# Problem to solve:
Show each line in the entries below that contains the word "concrete".

# Input:

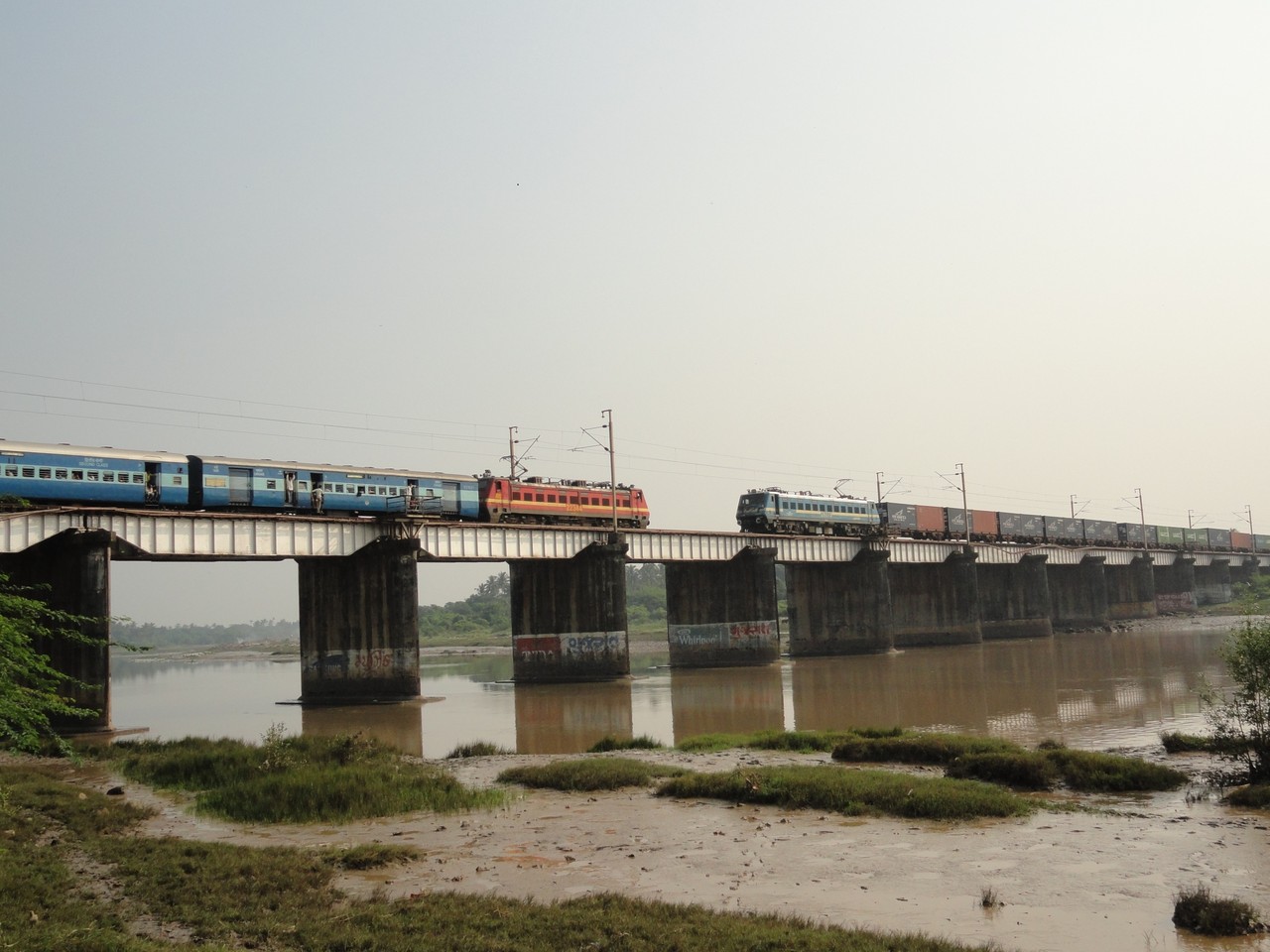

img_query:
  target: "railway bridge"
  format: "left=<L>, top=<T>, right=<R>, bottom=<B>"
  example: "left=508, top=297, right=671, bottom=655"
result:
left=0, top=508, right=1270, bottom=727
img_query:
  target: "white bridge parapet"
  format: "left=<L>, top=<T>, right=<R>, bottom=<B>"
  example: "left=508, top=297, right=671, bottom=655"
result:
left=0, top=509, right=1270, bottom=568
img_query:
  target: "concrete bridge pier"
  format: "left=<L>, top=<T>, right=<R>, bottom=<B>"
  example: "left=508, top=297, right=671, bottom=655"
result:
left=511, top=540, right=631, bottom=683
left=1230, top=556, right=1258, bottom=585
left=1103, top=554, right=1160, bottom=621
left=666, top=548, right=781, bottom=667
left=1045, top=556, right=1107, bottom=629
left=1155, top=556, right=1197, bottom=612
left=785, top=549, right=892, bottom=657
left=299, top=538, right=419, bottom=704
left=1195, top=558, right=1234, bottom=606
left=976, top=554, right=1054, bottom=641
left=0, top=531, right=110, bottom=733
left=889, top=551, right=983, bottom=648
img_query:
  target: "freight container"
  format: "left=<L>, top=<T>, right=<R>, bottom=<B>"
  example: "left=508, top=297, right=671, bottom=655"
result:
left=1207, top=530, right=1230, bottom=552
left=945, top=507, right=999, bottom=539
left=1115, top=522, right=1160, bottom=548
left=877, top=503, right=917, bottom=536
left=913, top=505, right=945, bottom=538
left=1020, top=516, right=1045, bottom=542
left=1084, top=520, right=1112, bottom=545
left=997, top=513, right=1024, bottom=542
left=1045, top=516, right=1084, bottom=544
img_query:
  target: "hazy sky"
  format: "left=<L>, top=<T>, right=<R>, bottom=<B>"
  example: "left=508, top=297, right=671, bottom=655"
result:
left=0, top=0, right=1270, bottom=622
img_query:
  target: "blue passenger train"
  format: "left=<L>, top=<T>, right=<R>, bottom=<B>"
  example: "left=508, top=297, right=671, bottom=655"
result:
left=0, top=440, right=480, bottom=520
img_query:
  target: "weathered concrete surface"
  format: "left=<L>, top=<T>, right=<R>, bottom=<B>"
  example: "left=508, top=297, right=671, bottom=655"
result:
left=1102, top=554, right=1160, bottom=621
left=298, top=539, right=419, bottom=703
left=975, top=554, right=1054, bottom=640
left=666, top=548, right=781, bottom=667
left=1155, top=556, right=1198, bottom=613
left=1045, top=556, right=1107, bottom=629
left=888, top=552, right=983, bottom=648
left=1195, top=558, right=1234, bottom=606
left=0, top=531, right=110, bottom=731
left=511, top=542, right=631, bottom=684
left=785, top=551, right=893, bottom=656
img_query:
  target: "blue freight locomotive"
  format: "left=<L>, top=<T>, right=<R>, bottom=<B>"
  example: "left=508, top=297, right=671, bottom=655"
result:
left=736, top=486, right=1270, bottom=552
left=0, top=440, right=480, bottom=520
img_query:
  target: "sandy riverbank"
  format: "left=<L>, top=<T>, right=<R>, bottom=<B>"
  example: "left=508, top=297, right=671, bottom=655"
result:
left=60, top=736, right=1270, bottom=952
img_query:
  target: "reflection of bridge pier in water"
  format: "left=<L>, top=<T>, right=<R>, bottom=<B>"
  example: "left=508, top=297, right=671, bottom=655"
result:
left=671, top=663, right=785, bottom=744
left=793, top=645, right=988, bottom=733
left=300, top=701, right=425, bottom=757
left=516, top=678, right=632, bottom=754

...

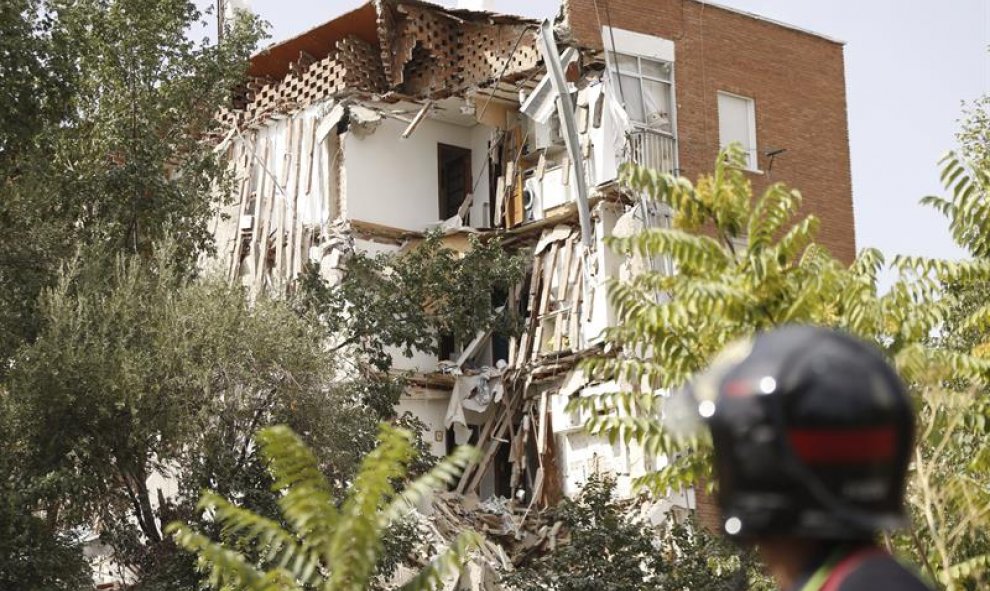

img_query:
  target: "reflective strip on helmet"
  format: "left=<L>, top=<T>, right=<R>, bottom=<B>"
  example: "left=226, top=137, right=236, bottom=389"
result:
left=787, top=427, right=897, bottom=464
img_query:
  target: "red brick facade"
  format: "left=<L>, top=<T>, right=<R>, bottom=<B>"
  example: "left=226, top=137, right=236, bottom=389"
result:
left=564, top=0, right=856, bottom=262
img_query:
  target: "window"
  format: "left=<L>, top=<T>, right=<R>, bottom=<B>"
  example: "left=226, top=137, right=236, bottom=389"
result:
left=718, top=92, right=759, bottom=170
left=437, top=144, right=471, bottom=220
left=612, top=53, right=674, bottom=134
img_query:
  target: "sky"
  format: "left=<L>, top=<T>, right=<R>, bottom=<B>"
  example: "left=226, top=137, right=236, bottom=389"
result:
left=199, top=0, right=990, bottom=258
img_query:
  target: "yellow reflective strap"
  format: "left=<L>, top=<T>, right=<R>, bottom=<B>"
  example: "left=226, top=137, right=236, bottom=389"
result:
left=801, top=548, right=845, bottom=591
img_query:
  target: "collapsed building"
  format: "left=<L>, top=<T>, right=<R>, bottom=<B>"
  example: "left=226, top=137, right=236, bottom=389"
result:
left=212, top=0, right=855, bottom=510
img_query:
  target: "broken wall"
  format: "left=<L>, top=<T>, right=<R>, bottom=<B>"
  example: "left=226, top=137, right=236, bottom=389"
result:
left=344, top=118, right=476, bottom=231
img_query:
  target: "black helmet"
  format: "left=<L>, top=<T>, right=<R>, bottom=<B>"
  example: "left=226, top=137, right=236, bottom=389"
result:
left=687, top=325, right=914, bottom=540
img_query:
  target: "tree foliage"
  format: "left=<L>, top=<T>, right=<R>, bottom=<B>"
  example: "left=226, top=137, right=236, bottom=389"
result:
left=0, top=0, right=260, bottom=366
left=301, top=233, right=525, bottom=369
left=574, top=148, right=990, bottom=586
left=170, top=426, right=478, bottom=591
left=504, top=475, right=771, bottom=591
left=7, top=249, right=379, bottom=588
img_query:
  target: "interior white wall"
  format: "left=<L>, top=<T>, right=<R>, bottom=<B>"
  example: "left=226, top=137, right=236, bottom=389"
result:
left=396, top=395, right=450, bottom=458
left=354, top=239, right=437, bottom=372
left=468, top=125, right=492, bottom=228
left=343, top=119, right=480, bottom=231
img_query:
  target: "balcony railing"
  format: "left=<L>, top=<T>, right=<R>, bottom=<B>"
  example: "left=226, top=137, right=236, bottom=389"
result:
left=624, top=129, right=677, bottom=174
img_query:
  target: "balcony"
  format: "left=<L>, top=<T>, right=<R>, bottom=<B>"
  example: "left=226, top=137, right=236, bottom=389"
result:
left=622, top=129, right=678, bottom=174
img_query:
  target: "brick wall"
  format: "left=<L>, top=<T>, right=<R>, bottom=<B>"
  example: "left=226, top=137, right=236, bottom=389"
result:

# Problem solution:
  target: "concrete bridge pier"
  target: "weathered concrete surface"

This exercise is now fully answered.